**PROVIDED INFORMATION**.
⁂
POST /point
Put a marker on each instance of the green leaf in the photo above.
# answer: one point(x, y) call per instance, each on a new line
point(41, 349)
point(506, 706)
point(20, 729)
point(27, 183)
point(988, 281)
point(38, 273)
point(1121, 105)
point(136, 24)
⁂
**STATED TASK**. Please reproduce every line of the material in full, raising each x and y coordinate in the answers by 48.

**RESULT FOR THIS EXERCISE**.
POST /point
Put a marker on each instance of the green leaf in the photo above.
# answer: one point(x, y) call per instance, each on a new line
point(89, 397)
point(554, 754)
point(68, 777)
point(75, 231)
point(1036, 329)
point(86, 321)
point(1169, 153)
point(184, 72)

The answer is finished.